**PASSAGE**
Saturday, September 09, 2006

A few thoughts on Reputation

There is resistance. I know there is, and most of it has to do with things properly in the past. I am coming to have an appreciation for the way that the Camarilla is run. But i fear that trying to get the thing off the ground here is colored by the excesses and personality problems of the past.

I'm not seeing it, frankly. It seems that all the troublemakers and drama queens have either grown up or moved on, and i am happy to report that my contact with the new Camarilla has been pretty darn good.

Now gamer chemistry is a tricky thing. And in your domain, it may be a different story. as always, your mileage may vary. But it seems like that the people round these parts and in Columbus seem to have their heads on straight.

As a matter of fact, it is my hope, that i can show others that this is the case. Heck, with the class-A players i've got, it's my hope that i can show other people in other places how it's really done.

See the problem is one of reputation. Once a gamer's rep is wrecked, it's not irrepairable, but it is going to take time. and it is going to take energy.

Each and every person i know, that's ruined their own rep, has had the devil's own time repairing it. (In some cases, this was entirely deserved.) Even getting tagged as someone who regularly "Flakes" on people, is enough to make it hard to get invited to play.

Point localization data:
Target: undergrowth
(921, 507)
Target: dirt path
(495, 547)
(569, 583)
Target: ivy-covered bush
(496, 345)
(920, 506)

**YOUR OBJECTIVE**
For each statement below, say whether it agrees with the post on reputation above, answering yes or no and quoting the words of the post that decide it.
(a) The writer's contact with the new Camarilla has been good.
(b) The post claims a gamer's wrecked reputation can never be repaired.
(c) Being known for regularly flaking on people can make it hard to get invited to play.

**ANSWER SPACE**
(a) Yes: "my contact with the new Camarilla has been pretty darn good."
(b) No: "Once a gamer's rep is wrecked, it's not irrepairable, but it is going to take time."
(c) Yes: "is enough to make it hard to get invited to play."